Written instruction: Rescale the data from the line containing "and white half-timbered" through the end, inclusive. Write those lines out again in full, requests included, with every point coordinate in the answers multiplied by 0.45 and rounded to a whole number, halves rounding up.
## start Given data
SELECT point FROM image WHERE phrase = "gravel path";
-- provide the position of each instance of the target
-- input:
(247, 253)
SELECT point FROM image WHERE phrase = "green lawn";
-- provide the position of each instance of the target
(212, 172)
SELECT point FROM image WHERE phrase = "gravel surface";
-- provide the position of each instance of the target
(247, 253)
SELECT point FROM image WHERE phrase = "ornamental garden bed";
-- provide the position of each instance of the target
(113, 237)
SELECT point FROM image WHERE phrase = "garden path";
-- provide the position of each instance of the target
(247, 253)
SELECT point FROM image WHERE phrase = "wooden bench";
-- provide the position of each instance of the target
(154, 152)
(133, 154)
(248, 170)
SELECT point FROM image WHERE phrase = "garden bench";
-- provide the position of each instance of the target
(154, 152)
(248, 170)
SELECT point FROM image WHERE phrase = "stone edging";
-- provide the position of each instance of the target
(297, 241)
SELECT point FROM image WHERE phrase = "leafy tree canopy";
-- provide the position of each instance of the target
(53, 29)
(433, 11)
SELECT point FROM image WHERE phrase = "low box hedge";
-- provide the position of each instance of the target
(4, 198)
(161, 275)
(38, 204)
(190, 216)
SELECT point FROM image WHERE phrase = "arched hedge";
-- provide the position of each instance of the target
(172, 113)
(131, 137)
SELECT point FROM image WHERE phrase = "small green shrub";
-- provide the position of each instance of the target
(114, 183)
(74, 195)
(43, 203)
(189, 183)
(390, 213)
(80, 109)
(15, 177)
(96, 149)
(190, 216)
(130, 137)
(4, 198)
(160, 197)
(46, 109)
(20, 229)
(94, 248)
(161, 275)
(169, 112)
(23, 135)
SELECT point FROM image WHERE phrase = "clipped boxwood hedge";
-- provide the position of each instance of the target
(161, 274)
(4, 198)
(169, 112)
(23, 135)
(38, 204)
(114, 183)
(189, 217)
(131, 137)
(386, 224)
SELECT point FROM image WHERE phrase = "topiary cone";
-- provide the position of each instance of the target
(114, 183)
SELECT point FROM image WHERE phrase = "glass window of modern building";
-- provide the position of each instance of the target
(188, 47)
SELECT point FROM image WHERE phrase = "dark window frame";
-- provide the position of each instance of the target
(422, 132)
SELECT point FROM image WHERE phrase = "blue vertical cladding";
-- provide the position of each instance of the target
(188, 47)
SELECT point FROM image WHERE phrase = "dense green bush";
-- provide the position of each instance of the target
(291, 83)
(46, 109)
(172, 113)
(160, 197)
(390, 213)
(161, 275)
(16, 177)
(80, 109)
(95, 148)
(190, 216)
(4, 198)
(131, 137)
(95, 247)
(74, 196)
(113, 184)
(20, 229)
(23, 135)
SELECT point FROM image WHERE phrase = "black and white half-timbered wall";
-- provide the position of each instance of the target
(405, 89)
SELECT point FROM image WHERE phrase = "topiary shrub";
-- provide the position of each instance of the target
## end Given data
The solution:
SELECT point FROM image WHERE phrase = "black and white half-timbered wall";
-- provide the position of each instance of the target
(182, 40)
SELECT point FROM image WHERE phrase = "topiary shrub";
-- provide the position of each instance of the target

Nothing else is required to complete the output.